SET TASK 1:
Do these statements agree with the SEC outsourcing passage below? Answer yes or no for each and quote the words from the passage that decide it.
(a) The SEC proposed the new rule late in 2022.
(b) Gensler says that outsourcing work to third parties changes an adviser's core obligations to its clients.
(c) Rich Bello was once COO of Blue Ridge Capital.
SET TASK 2:
Put this sentence from the SEC outsourcing passage into Spanish: "The proposed rule underscores the importance of partnering with high-quality service providers with the proper hedge fund experience."
SET TASK 3:
Carry on the SEC outsourcing passage below, picking up right after its final sentence.

SOURCE PASSAGE:
However, firms may need to start approaching their outsourcing differently, thanks to newly proposed guidance from the Securities and Exchange Commission (SEC). 

Late in 2022, the SEC proposed a new rule and rule amendments that would prohibit investment advisers from outsourcing various services without proper due diligence and monitoring.  

SEC Chair Gary Gensler states, “Though investment advisers have used third-party service providers for decades, their increasing use has led staff to make several recommendations to ensure advisers that use them continue to meet their obligations to the investing public. When an investment adviser outsources work to third parties, it may lower the adviser’s costs, but it does not change an adviser’s core obligations to its clients. Thus, today’s proposal specifies requirements for investment advisers designed to ensure that advisers’ outsourcing is consistent with their obligations to clients.” 

The proposed rule underscores the importance of partnering with high-quality service providers with the proper hedge fund experience.

“As a hedge fund advisory service, our firm sees this as a huge benefit for those outsourced advisory firms that have a responsible process for due diligence and oversight capabilities,” says Arootah Founder and CEO Rich Bello, formerly COO of Blue Ridge Capital, “The proposed rule will allow firms to better work with their clients to ensure regulatory compliance, maintain the highest level of service quality, and continuously protect the interests of the investing public. It fosters a more accountable and trustworthy business environment, which is critical in our industry.”  

Here, we offer a breakdown of the proposed rule and share insights into what every firm must understand to adapt to this new landscape.

MATERIAL:
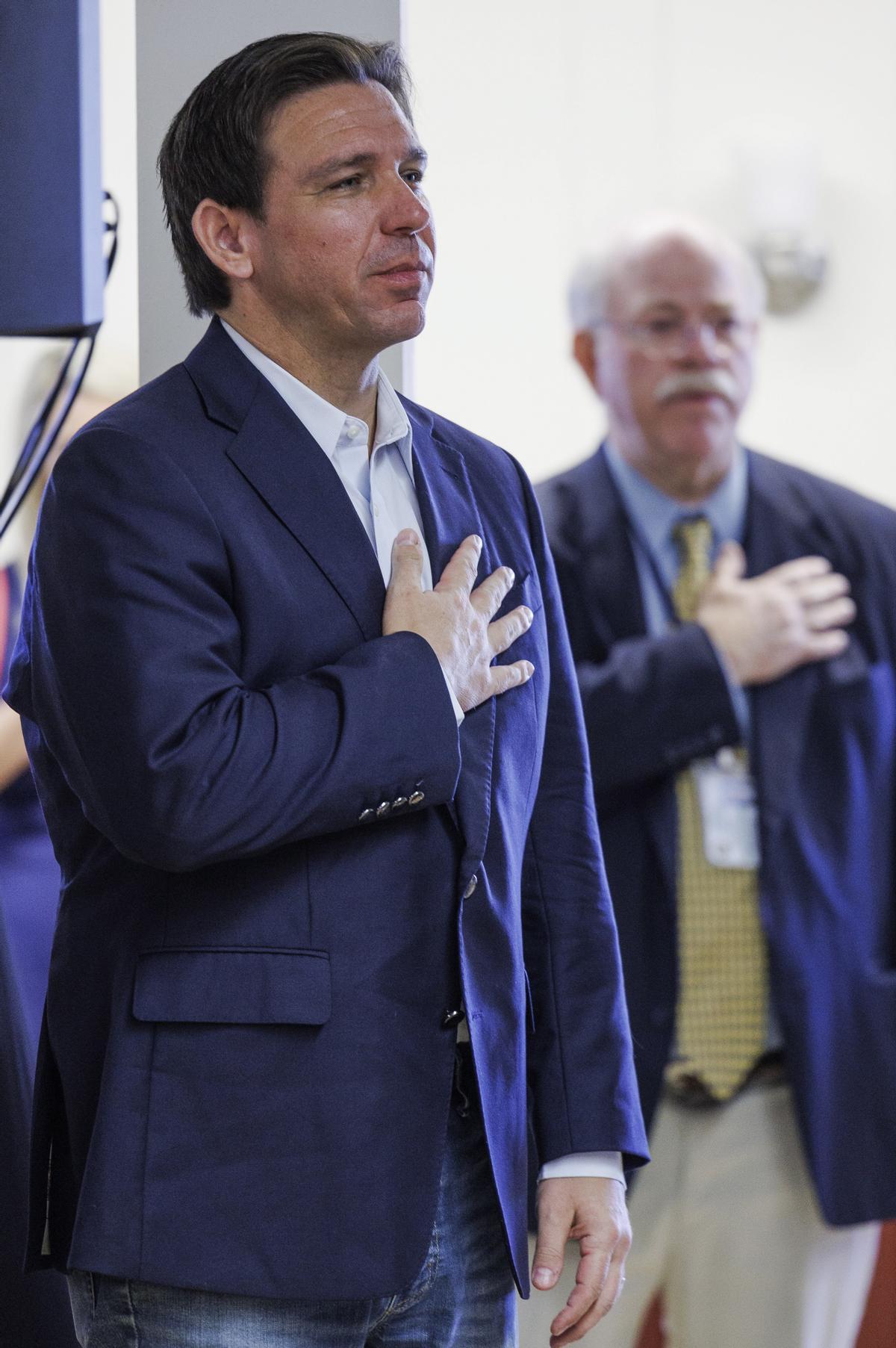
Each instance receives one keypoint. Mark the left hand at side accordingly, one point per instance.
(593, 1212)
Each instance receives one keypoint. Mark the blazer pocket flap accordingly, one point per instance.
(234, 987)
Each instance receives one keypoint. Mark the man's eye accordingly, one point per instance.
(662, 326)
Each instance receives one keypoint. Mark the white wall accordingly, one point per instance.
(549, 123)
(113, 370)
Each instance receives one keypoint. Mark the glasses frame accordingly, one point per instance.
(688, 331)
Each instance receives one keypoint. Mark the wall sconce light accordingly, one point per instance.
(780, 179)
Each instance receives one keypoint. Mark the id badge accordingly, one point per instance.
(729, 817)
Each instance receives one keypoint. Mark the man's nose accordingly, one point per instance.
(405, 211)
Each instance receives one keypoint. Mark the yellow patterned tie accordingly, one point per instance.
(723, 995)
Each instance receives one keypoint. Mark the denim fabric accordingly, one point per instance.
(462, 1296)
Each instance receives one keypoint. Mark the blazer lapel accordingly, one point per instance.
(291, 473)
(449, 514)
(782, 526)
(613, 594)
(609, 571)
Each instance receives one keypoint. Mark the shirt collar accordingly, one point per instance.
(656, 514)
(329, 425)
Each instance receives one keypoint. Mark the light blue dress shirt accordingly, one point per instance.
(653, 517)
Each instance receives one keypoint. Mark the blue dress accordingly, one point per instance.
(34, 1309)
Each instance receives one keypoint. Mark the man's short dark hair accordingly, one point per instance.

RESPONSE 1:
(a) Yes: "Late in 2022, the SEC proposed a new rule and rule amendments"
(b) No: "it does not change an adviser’s core obligations to its clients"
(c) Yes: "formerly COO of Blue Ridge Capital"

RESPONSE 2:
La regla propuesta subraya la importancia de asociarse con proveedores de servicios de alta calidad que cuenten con la experiencia adecuada en fondos de cobertura.

RESPONSE 3:
Understanding the Newly Proposed Rule

While this newly proposed rule may seem like a burden that makes it more difficult for firms to outsource select responsibilities to various service providers, it is, in reality, a positive. The ultimate purpose of the proposed rule is to protect investors and ensure the integrity of the financial system — something every firm and service provider should want.  

As Global Private Equity Watch reported, and as Gensler mentioned above, the proposed rule comes in response to the increasing popularity of outsourcing among hedge funds. As such, the rule touches on a few critical considerations intended to protect clients.  

Before hiring a service provider to complete outsourced work, advisers, under the proposed rule, are required to prove that the services outsourced are necessary for the adviser to complete their work under the law and that, if those services are not performed or not performed well, the adviser’s clients will suffer as a result. These adhering services will then be considered “a covered function.”  

Other things the firm will potentially have to consider before outsourcing include: 

  • “The nature and scope of the covered function” 
  • The potential risks that come with outsourcing that covered function 
  • The service provider’s ability to perform the function 
  • Whether or not the service provider themselves outsources 
  • The service provider’s federal law compliance  
  • Whether or not “the service provider can provide a process for the orderly termination of the performance of the covered function”  

The “covered function” guidelines will not include “clerical, ministerial, utility, or general office functions or services,” according to Ropes & Gray.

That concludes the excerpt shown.